[EXERCISE BRIEF]:
Repeat the following lines exactly and nothing else: the line containing "Expected behaviour: for every instance of the headrest" and each line after it through the end of the listing.

[GIVEN ENTRIES]:
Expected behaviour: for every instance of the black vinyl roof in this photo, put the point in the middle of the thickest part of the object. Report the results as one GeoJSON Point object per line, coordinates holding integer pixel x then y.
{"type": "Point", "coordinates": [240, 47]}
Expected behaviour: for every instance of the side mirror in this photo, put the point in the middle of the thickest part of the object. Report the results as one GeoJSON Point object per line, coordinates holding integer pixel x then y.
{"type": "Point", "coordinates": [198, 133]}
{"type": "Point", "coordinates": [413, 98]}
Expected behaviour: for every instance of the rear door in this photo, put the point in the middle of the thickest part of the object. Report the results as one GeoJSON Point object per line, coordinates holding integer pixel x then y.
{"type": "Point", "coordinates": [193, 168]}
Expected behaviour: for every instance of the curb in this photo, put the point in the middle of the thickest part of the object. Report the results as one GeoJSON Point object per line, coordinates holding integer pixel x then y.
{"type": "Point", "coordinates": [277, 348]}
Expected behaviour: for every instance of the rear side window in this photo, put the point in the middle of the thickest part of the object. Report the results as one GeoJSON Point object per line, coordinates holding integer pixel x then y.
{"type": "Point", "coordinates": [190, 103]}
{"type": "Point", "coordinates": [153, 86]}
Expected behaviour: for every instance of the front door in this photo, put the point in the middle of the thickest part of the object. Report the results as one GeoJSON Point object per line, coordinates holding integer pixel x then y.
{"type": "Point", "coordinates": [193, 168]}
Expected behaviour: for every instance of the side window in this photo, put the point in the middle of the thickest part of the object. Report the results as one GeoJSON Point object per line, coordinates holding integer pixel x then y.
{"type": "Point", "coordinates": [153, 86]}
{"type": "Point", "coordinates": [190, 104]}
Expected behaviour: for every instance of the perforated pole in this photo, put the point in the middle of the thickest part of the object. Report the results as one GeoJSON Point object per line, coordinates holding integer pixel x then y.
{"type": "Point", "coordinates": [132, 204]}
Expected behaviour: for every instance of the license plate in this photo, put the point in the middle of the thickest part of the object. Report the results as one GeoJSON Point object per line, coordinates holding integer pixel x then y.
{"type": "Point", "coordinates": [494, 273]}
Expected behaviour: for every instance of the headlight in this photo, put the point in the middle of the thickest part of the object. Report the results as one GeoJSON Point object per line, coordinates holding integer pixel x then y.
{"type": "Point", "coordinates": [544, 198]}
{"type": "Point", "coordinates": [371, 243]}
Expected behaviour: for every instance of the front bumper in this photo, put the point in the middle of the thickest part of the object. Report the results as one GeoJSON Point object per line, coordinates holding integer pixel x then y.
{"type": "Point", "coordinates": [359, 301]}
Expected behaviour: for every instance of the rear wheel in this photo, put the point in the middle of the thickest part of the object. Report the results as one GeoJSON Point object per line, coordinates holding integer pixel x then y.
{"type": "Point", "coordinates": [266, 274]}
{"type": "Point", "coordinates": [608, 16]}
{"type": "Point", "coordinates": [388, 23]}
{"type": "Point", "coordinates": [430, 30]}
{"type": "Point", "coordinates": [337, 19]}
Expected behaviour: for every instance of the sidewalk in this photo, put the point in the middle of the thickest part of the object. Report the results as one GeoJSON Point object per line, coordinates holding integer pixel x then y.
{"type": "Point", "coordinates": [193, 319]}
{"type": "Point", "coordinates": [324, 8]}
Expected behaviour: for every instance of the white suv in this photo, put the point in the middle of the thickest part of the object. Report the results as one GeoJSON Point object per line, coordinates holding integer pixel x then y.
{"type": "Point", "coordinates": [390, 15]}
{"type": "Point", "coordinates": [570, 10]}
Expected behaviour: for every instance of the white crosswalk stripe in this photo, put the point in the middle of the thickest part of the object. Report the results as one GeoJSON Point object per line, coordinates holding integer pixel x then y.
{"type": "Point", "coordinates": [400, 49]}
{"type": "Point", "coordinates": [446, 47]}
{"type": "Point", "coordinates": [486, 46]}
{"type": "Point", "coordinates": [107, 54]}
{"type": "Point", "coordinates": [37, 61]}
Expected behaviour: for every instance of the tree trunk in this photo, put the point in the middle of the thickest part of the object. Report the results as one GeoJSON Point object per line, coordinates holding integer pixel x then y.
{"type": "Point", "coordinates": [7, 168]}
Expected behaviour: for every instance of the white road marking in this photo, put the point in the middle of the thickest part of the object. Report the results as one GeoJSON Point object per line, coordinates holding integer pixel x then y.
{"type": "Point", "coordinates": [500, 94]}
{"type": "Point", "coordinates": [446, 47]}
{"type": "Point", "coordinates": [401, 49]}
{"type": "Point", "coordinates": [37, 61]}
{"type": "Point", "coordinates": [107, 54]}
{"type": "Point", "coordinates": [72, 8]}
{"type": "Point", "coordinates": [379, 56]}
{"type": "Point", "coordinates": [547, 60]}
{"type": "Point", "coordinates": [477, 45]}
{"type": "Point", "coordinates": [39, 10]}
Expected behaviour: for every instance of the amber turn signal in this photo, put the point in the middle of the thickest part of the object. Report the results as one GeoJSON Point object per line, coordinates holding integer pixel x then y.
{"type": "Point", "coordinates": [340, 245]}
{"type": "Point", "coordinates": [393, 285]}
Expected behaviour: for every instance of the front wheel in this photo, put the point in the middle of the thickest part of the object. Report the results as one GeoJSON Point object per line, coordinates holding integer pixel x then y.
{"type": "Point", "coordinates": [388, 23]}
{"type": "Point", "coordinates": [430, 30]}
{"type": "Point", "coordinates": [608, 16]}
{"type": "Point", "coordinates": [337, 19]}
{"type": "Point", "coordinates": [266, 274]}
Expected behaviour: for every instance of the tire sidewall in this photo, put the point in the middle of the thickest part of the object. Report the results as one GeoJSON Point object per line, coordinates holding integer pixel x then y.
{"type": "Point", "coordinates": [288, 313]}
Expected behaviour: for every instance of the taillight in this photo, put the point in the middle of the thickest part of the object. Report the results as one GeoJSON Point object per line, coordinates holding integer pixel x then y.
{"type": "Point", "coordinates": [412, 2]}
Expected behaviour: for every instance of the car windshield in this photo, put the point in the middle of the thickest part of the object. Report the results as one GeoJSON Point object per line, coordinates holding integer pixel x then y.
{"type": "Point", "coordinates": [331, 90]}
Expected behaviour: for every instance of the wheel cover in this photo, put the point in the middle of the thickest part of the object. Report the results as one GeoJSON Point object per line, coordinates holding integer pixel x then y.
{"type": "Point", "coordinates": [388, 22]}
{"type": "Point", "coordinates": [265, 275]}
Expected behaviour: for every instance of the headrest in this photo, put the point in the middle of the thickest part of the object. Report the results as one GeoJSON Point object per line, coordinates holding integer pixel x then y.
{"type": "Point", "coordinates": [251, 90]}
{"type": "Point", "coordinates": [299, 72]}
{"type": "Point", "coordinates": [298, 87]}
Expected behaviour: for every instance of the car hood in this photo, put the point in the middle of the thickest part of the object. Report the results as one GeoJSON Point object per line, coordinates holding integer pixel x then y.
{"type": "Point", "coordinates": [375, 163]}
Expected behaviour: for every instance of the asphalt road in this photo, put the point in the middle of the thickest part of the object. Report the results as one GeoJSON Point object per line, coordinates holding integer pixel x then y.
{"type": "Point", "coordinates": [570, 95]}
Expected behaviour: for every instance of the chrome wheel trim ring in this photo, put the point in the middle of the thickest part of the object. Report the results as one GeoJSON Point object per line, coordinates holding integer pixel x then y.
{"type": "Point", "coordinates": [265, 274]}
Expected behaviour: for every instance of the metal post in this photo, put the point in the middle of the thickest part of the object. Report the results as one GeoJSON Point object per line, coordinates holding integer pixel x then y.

[SOLUTION]:
Expected behaviour: for every instance of the headrest in this photo, put the point in the middle of the thickest part of the object. Report the results as one GeoJSON Point object per line, coordinates holding integer pixel x then y.
{"type": "Point", "coordinates": [251, 90]}
{"type": "Point", "coordinates": [299, 72]}
{"type": "Point", "coordinates": [298, 87]}
Expected behaviour: for every instance of the car hood in this photo, put the point in the middle of the thickest part of the object. Report the results as one GeoJSON Point object per line, coordinates holding integer pixel x then y.
{"type": "Point", "coordinates": [375, 163]}
Expected behaviour: for every instance of the asphalt road in this photo, put the point in the middle of the thickest part of the object. Report the results as one GeoJSON Point object per line, coordinates holding integer pixel x then y.
{"type": "Point", "coordinates": [570, 95]}
Expected behaviour: for every instance of the chrome wheel trim ring in this photo, put the point in the middle of the thickest part of the object. Report the results as one GeoJSON Point object per line, coordinates holding integer pixel x then y.
{"type": "Point", "coordinates": [265, 274]}
Expected behaviour: for every instance of the metal post in this photo, put the point in the middle of the thickest part of the object. Report the results as one GeoJSON Point object per line, coordinates holding integer pixel x then y.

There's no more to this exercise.